Increasing house prices and relatively stagnant wages have led to the need to rethink our strategies regarding housing. Of course, solving the root issue would be preferable — but if that’s not an option, easing the burden is a useful venture. There have been several recent innovations in methods to approach affordable housing.

A couple of them have been around for a while, but not necessarily targeted at affordable housing. These are government subsidies and grants and developer incentives. If you give people money or tax breaks to build or buy affordable housing, it’s going to become easier. Another that you may have heard of is micro-housing. You may dream of a large home, but the truth of the matter is that smaller houses are not only cheaper, but also more cost effective to build. The only reason they weren’t being built before is lack of demand.

There are also some options you may not be aware of, though. These are community land trusts (CLTs) and shared equity models. CLTs attempt to reduce the cost of homeownership by separating land cost from building cost — normally, a house and the land it’s built on are purchased simultaneously, but with CLTs, the land is owned by a trust and only the structure is sold, so it costs less to buy. A shared equity model allows a buyer to purchase only a portion of the ownership of a home, with the share owned increasing as the buyer accrues equity and uses it to purchase a greater share. This is somewhat similar to a loan, but carries less risk, with the downside being that the buyer doesn’t have exclusive legal ownership of the property.

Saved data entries

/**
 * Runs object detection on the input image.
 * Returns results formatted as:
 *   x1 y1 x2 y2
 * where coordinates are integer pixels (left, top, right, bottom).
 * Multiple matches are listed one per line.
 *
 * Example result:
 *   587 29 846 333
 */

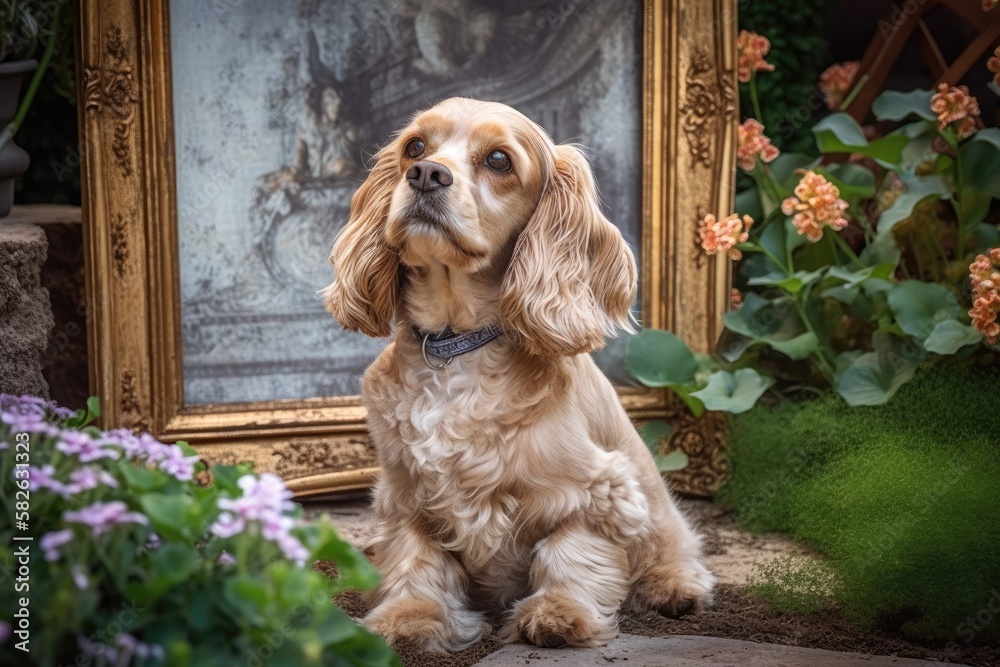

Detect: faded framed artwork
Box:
79 0 736 494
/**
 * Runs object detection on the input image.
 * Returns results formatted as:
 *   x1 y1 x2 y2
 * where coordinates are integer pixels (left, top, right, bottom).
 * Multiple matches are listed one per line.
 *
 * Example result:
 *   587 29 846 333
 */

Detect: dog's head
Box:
322 98 636 356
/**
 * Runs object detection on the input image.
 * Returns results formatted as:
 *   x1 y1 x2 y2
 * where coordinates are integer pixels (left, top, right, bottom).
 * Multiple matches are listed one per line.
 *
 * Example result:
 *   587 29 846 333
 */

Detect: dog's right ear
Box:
320 141 400 338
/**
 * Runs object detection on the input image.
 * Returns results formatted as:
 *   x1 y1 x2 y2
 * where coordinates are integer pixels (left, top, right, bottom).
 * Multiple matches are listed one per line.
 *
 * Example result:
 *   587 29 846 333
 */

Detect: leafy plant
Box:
0 395 398 666
629 39 1000 414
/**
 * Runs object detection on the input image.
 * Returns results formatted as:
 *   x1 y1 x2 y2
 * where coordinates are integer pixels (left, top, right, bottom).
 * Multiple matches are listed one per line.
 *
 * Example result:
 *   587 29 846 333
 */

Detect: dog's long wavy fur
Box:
321 98 714 651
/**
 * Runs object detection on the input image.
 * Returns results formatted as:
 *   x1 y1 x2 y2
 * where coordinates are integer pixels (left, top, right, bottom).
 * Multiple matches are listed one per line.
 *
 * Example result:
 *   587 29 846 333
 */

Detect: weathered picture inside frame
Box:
170 0 643 405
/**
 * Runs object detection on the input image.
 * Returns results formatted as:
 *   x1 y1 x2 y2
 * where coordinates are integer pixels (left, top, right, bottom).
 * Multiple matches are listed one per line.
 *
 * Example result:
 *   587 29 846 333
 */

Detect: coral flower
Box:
931 83 979 139
781 171 847 243
969 248 1000 345
729 287 743 310
698 213 753 259
736 30 774 83
736 118 779 171
819 60 861 111
986 46 1000 86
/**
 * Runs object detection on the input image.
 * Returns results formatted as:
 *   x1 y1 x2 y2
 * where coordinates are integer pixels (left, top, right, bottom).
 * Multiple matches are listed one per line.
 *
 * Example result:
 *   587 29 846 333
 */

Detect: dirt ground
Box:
307 499 1000 667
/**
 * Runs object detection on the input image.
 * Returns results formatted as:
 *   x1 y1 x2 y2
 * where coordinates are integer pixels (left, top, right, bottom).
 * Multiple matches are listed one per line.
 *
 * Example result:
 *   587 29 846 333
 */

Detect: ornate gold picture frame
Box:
77 0 737 495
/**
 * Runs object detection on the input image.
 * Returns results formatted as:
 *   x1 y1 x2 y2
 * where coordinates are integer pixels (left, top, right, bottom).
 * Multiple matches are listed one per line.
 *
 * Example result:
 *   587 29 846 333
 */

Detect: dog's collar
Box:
413 324 503 370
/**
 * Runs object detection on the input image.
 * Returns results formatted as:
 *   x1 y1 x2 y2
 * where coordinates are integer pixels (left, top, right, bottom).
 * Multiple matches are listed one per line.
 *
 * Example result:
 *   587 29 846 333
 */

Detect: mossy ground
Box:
717 367 1000 643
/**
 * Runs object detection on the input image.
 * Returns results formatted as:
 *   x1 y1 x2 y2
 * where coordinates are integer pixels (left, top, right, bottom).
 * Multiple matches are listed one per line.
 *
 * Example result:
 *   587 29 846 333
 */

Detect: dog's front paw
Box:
362 598 487 653
501 594 618 648
629 558 715 618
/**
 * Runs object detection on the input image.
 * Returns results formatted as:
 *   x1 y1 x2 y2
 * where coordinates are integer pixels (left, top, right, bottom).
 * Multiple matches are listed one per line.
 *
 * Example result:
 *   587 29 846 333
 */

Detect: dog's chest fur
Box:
377 346 558 596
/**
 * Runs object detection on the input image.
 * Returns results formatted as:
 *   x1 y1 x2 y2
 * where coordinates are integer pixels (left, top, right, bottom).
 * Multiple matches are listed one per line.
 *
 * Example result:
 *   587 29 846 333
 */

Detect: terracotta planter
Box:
0 60 38 218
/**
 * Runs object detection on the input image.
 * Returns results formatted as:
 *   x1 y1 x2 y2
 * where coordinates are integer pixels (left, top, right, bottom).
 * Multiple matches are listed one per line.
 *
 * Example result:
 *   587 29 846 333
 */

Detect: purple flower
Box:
146 533 163 551
209 512 246 538
67 466 118 493
28 463 72 498
63 500 149 537
56 430 121 463
159 445 198 482
211 473 309 566
38 528 73 562
69 565 90 591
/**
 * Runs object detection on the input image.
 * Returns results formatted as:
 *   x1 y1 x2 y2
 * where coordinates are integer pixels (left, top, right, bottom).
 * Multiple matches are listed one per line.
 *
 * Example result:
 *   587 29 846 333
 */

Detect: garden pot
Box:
0 60 38 218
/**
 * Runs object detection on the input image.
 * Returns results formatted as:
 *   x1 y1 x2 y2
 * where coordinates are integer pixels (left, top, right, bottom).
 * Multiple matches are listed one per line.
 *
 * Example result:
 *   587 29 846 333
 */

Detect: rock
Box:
0 222 53 398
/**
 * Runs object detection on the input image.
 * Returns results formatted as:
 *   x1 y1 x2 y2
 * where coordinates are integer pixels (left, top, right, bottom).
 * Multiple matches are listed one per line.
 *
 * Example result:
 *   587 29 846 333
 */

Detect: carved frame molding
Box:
76 0 737 495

> [Task requirements]
A. Answer these questions using the affordable housing passage:
(i) What two factors have led to the need to rethink housing strategies?
(ii) What reason does it give for smaller houses not being built before?
(iii) Under a community land trust, who owns the land?
B. Copy everything from "There are also" down to "of the property." in the affordable housing passage, word for word.
The items have no connection to the affordable housing passage.

> [Activity answers]
A.
(i) Increasing house prices and relatively stagnant wages.
(ii) Lack of demand.
(iii) A trust.

B.
There are also some options you may not be aware of, though. These are community land trusts (CLTs) and shared equity models. CLTs attempt to reduce the cost of homeownership by separating land cost from building cost — normally, a house and the land it’s built on are purchased simultaneously, but with CLTs, the land is owned by a trust and only the structure is sold, so it costs less to buy. A shared equity model allows a buyer to purchase only a portion of the ownership of a home, with the share owned increasing as the buyer accrues equity and uses it to purchase a greater share. This is somewhat similar to a loan, but carries less risk, with the downside being that the buyer doesn’t have exclusive legal ownership of the property.